TASK DIRECTIONS ▸
Nothing but the records, copied exactly and stripped of pictures, should be in the answer.

Phrase grounding data ▸
##########

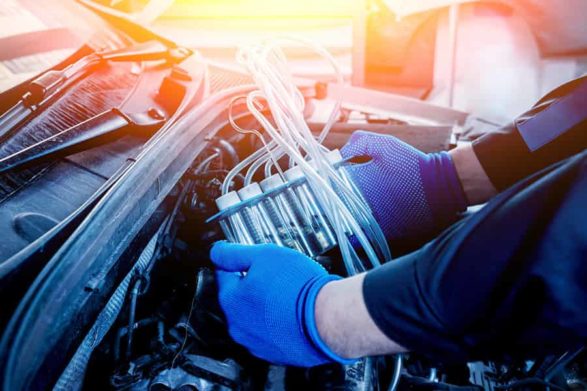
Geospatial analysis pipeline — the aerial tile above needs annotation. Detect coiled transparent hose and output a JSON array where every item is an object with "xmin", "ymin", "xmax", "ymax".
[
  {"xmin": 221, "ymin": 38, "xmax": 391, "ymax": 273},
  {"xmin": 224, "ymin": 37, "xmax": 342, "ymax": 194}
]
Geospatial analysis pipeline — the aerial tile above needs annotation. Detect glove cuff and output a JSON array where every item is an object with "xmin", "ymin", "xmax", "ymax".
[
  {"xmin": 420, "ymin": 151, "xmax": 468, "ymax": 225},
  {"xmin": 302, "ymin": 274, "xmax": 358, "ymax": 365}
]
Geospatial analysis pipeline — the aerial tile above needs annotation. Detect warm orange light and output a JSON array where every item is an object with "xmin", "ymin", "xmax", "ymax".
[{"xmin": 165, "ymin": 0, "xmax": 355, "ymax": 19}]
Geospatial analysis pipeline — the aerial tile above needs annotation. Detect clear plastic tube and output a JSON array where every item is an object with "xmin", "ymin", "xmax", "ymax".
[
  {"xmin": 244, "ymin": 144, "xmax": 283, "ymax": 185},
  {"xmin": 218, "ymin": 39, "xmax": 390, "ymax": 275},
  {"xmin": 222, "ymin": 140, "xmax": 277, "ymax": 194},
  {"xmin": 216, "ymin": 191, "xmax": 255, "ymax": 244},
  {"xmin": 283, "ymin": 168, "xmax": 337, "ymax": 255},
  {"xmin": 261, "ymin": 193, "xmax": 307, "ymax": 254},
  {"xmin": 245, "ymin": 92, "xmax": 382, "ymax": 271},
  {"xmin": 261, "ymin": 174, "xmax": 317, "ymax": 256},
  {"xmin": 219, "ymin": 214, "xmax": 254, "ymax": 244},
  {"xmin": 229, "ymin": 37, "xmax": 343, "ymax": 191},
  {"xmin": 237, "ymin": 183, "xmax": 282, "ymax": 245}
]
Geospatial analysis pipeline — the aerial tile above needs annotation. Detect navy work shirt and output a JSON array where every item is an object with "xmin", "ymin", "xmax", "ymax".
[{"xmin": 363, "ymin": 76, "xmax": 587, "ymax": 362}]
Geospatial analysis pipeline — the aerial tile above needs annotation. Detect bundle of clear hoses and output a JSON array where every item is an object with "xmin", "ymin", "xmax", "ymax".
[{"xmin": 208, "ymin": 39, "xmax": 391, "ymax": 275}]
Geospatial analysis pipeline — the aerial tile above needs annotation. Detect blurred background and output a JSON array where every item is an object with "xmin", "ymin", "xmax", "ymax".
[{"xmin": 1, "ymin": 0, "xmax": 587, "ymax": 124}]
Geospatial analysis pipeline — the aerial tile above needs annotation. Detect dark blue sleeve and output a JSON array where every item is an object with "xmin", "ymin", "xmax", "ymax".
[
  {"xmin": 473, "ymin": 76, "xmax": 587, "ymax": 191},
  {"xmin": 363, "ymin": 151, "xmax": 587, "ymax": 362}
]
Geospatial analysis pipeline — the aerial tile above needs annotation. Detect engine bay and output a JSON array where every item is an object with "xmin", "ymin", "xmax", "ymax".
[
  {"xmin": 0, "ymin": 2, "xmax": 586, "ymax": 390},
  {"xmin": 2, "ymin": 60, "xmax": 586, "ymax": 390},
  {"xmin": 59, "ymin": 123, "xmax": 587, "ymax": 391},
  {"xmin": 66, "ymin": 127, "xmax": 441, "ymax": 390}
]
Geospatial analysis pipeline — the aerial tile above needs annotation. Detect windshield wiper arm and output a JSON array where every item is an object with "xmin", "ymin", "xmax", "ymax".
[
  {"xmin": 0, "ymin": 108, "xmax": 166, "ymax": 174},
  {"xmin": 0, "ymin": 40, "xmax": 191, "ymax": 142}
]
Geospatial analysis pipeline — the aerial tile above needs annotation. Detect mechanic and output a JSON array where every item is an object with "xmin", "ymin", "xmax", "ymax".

##########

ANSWER AREA ▸
Geospatial analysis pipeline — the aerial tile above needs annotation. Detect coiled transparent hose and output a JSON array where every item is an object with "xmin", "ymin", "xmax", "ymax".
[
  {"xmin": 221, "ymin": 38, "xmax": 391, "ymax": 273},
  {"xmin": 224, "ymin": 37, "xmax": 342, "ymax": 194}
]
Geospatial analysis pipeline — the aerial tile above needs annotation. Detect glove cuff and output a JSON array where every item is an object with "xmin", "ymin", "xmax", "ymax".
[
  {"xmin": 420, "ymin": 151, "xmax": 468, "ymax": 225},
  {"xmin": 302, "ymin": 274, "xmax": 358, "ymax": 365}
]
Geospatial analysis pipeline — the aerial tile above needs annotation. Detect warm orange light and output a JSON array where every item is an object with "xmin", "ymin", "xmax", "ymax".
[{"xmin": 165, "ymin": 0, "xmax": 355, "ymax": 19}]
Geospatial analysis pipeline — the aerial tile above needs annotation. Detect clear plastic tube and output a JSON array where every item is an object with "xmin", "ymin", "xmax", "ymax".
[
  {"xmin": 244, "ymin": 144, "xmax": 283, "ymax": 185},
  {"xmin": 218, "ymin": 39, "xmax": 390, "ymax": 275},
  {"xmin": 222, "ymin": 140, "xmax": 277, "ymax": 194},
  {"xmin": 216, "ymin": 191, "xmax": 255, "ymax": 244},
  {"xmin": 283, "ymin": 168, "xmax": 337, "ymax": 255},
  {"xmin": 261, "ymin": 193, "xmax": 307, "ymax": 254},
  {"xmin": 245, "ymin": 92, "xmax": 382, "ymax": 271},
  {"xmin": 261, "ymin": 174, "xmax": 317, "ymax": 256},
  {"xmin": 219, "ymin": 214, "xmax": 254, "ymax": 244},
  {"xmin": 229, "ymin": 37, "xmax": 343, "ymax": 191},
  {"xmin": 237, "ymin": 183, "xmax": 282, "ymax": 245}
]
Geospatial analysis pipeline — the aerial tile above needs annotation. Detect navy work shirt and output a JSON array where every item is an object with "xmin", "ymin", "xmax", "ymax".
[{"xmin": 363, "ymin": 76, "xmax": 587, "ymax": 362}]
Geospatial analysis pipeline — the aerial tile above needs annotation. Detect bundle of clear hoses and output a JSON array where every item is an object with "xmin", "ymin", "xmax", "ymax".
[{"xmin": 208, "ymin": 39, "xmax": 391, "ymax": 275}]
Geospatial analysis pipeline — the aerial tile above needs annotation. Detect blurred background and output a JSON array where every item is an object with "xmin", "ymin", "xmax", "ymax".
[{"xmin": 1, "ymin": 0, "xmax": 587, "ymax": 124}]
Geospatial analysis pipeline — the aerial tile above needs annotation. Detect dark blue sleeve and output a JSON array where every item is an object with "xmin", "ymin", "xmax", "ymax".
[
  {"xmin": 473, "ymin": 76, "xmax": 587, "ymax": 191},
  {"xmin": 363, "ymin": 151, "xmax": 587, "ymax": 362}
]
Geospatial analysis pipeline — the aerial tile above needs annotation. Detect engine bay and output a JSON array where every item is an object with "xmin", "ymin", "xmax", "ymax".
[
  {"xmin": 0, "ymin": 2, "xmax": 586, "ymax": 390},
  {"xmin": 2, "ymin": 60, "xmax": 586, "ymax": 390},
  {"xmin": 59, "ymin": 123, "xmax": 587, "ymax": 391},
  {"xmin": 66, "ymin": 127, "xmax": 441, "ymax": 390}
]
Geospatial analysis pipeline — the aerial tile above needs annotation. Detect windshield wiper arm and output a JSON array where every item is an object with "xmin", "ymin", "xmax", "ymax".
[
  {"xmin": 0, "ymin": 108, "xmax": 166, "ymax": 174},
  {"xmin": 0, "ymin": 40, "xmax": 191, "ymax": 142}
]
Geospatial analysis pipeline — the aerial tile above needs annotation. Detect mechanic and output a JSON array where every item is an object with "xmin", "ymin", "xmax", "ymax".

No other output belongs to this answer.